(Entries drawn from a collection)
+ + + +

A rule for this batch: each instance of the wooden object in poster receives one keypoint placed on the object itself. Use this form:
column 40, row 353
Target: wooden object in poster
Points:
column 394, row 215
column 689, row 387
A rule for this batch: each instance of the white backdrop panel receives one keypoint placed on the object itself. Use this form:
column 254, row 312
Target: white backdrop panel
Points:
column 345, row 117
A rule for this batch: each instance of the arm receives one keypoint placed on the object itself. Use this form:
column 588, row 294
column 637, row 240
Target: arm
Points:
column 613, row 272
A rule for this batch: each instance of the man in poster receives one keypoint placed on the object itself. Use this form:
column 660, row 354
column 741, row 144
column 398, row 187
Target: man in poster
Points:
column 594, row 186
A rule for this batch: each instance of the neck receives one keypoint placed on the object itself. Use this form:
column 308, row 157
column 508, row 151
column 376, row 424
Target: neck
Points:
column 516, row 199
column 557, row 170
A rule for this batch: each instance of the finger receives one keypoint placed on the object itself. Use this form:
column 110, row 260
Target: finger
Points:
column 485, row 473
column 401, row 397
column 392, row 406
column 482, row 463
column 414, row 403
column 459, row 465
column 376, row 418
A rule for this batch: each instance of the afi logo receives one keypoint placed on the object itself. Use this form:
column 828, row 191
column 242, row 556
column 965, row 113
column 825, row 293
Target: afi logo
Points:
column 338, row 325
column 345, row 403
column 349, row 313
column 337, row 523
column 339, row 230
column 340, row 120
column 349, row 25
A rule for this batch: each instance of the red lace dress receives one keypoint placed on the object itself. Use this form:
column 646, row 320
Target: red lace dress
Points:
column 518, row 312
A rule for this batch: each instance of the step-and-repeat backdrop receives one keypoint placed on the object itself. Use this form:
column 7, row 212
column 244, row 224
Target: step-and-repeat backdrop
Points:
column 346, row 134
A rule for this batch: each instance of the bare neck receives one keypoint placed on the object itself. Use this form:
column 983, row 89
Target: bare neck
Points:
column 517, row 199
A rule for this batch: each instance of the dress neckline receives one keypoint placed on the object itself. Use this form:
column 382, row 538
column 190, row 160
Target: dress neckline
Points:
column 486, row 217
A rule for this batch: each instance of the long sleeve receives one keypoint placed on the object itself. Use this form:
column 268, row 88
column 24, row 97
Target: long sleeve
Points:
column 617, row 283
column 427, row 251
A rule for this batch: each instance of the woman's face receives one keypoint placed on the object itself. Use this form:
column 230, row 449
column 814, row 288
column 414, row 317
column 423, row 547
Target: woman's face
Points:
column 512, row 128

+ + + +

▶ [What this task involves]: Reproduce the rows from the very first line through the line containing "column 557, row 170", keeping every line unchanged and including both ends.

▶ [Solution for this problem]:
A rule for this batch: each instance of the wooden object in poster receives one keypoint placed on the object itself. Use this form:
column 40, row 353
Target: wooden object in poster
Points:
column 394, row 215
column 689, row 387
A rule for this batch: each instance of the white backdrop panel receives one keypoint placed on the object itself. Use this form:
column 254, row 312
Target: white backdrop panel
Points:
column 345, row 117
A rule for this batch: each instance of the arm receives one keypoint placed on the object itself. Use this form:
column 588, row 294
column 637, row 240
Target: arm
Points:
column 613, row 272
A rule for this batch: each instance of the man in poster receives one keypoint placed on the object itself. Use this form:
column 660, row 354
column 741, row 144
column 398, row 187
Target: man in poster
Points:
column 594, row 186
A rule for this batch: each instance of the neck receives one keypoint placed on the object itself. Use this form:
column 308, row 157
column 508, row 151
column 376, row 424
Target: neck
Points:
column 516, row 199
column 557, row 170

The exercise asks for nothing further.